= Text excerpt =
Dive Brief:
- National nonresidential construction spending increased by 0.7% in March to a seasonally adjusted annualized basis of $997.1 billion, according to a new Associated Builders and Contractors analysis.
- The manufacturing construction boom continues to predominantly account for the increase, according to ABC. The sector posted a 4.6% increase in March, and without those manufacturing construction projects, the nonresidential category would have posted flat results, ABC said.
- “Nonresidential construction spending increased for the 10th time in the past 11 months,” said Anirban Basu, ABC chief economist. “As has been the case for the past several months, though, the expansion in nonresidential investment is attributable to manufacturing.”
Dive Insight:
Total construction spending, which includes housing, increased 0.3% in March. That was largely due to manufacturing growth as well, according to an Associated General Contractors of America report.
The manufacturing construction boom, which has been spurred by the onshoring movement born during the pandemic, is “really helping construction weather the softening residential and other nonresidential markets,” said Stephen Sandherr, AGC CEO.
Commercial construction, such as warehouse and retail, declined 0.8%, while power construction also dipped 0.3% in March, according to AGC. Accounting for inflation, real nonresidential construction spending actually declined in March, according to ABC.

Records from a data source
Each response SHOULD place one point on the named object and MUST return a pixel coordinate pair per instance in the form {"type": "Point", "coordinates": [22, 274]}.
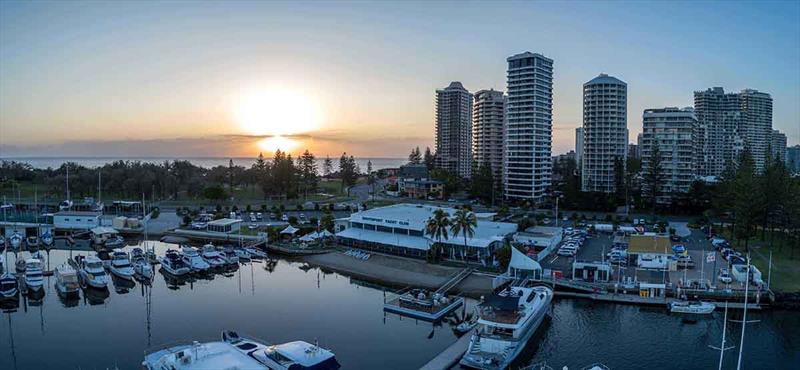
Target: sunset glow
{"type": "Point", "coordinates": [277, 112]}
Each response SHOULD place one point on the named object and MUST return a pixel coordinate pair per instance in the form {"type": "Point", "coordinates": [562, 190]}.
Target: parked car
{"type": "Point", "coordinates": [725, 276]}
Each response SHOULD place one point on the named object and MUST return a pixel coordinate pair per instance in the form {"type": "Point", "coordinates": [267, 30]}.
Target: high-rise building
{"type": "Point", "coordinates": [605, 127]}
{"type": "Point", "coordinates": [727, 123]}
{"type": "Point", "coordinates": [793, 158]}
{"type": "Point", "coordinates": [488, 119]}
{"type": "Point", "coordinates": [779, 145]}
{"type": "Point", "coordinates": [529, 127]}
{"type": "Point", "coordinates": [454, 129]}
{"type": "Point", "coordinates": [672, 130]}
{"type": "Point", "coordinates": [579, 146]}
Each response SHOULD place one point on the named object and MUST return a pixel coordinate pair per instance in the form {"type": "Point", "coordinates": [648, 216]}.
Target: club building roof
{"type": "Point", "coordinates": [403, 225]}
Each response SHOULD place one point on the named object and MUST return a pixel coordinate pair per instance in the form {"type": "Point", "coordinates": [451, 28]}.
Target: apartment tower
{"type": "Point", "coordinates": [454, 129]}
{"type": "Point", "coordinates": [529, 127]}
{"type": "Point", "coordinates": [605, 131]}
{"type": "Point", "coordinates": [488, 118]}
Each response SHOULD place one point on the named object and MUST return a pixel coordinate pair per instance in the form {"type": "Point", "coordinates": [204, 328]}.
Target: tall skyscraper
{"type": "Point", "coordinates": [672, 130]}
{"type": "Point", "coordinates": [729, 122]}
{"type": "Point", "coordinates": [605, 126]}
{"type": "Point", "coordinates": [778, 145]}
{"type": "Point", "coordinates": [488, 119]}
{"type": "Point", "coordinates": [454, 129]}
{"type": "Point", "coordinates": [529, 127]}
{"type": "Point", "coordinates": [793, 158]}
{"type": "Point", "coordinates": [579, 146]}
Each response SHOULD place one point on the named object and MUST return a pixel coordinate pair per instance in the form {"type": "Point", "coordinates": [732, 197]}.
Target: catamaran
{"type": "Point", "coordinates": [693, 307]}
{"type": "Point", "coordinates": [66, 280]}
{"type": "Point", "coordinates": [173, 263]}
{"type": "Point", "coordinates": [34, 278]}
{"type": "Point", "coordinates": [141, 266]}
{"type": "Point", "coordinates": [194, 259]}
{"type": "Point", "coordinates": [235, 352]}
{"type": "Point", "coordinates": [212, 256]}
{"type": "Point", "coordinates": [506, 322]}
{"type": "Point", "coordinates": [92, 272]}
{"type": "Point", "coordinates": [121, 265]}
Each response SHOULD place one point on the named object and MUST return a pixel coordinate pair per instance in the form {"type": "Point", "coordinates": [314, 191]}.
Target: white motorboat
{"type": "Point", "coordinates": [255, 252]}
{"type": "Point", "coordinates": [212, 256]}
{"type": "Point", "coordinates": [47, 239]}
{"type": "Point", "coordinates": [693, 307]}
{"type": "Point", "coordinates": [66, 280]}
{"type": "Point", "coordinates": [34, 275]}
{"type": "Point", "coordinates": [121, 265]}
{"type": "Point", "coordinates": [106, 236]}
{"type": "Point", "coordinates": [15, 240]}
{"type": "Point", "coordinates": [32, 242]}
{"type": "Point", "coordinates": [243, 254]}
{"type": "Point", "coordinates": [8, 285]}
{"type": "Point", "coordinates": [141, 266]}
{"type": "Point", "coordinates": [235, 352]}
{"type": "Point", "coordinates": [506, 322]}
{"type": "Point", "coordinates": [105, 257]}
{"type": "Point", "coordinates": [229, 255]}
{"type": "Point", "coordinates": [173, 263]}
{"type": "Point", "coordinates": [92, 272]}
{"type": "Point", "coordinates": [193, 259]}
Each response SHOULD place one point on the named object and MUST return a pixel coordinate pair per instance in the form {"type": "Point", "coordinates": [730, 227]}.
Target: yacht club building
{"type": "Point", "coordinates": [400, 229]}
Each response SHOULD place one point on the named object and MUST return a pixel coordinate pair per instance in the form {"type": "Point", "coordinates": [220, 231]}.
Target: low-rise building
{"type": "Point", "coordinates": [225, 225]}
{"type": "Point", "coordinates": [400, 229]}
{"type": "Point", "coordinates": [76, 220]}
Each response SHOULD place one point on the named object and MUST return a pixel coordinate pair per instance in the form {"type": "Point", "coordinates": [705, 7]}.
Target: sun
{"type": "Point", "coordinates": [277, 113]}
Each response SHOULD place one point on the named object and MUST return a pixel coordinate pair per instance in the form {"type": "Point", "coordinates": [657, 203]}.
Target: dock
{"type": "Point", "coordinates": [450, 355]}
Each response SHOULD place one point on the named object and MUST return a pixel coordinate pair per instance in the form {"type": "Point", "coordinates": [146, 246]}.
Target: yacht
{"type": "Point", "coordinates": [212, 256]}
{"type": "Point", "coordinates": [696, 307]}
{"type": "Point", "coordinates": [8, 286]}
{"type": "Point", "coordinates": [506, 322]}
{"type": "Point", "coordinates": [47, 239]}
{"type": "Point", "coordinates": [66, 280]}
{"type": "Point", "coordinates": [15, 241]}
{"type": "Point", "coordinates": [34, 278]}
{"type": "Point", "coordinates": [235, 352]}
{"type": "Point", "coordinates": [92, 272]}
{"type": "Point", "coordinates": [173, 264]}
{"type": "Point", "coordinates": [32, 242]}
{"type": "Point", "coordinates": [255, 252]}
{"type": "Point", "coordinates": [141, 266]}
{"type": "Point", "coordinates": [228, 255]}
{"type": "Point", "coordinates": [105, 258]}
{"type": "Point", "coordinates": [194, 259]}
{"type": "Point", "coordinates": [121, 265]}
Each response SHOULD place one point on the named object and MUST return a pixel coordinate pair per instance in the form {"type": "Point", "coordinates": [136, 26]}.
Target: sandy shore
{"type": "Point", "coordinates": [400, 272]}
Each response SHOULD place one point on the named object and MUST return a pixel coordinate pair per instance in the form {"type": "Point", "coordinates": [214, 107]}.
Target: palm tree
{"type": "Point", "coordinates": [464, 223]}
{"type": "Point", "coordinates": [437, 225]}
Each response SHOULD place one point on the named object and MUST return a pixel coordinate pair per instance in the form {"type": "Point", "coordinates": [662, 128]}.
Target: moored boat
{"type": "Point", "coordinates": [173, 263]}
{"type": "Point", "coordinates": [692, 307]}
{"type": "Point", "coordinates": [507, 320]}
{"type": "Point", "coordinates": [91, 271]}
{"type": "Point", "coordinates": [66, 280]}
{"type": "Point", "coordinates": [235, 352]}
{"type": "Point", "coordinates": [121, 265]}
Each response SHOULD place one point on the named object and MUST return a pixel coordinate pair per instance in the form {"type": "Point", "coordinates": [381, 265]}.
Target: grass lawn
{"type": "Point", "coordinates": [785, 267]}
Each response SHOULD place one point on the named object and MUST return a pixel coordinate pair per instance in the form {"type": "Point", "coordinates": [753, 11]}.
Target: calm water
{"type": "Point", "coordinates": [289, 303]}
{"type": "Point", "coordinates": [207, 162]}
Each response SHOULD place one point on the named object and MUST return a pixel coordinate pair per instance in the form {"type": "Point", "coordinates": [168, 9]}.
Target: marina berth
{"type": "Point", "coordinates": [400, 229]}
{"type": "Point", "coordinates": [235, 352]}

= Study questions =
1. In the construction spending article, what spurred the manufacturing construction boom?
2. Pick up the construction spending article after its last sentence and keep writing it.

= Answers to the exercises =
1. The onshoring movement born during the pandemic.

2.
While much of construction has become a one-trick manufacturing pony, contractors still remain optimistic about their sales and profit margins for the next six months, despite high interest rates and recession concerns, said Basu.
“Spending has increased over the past year in every nonresidential subsector except for the power category, and multifamily construction is up 23% over the past year,” said Basu.
Nevertheless, even as overall demand continues to increase, most firms continue to report challenges around hiring enough workers to keep pace with that demand, said Sandherr.
So far, single-family construction remains the only construction category that has been meaningfully affected by interest rate hikes, said Basu. Spending in the sector decreased 22.9% since March 2022, according to ABC.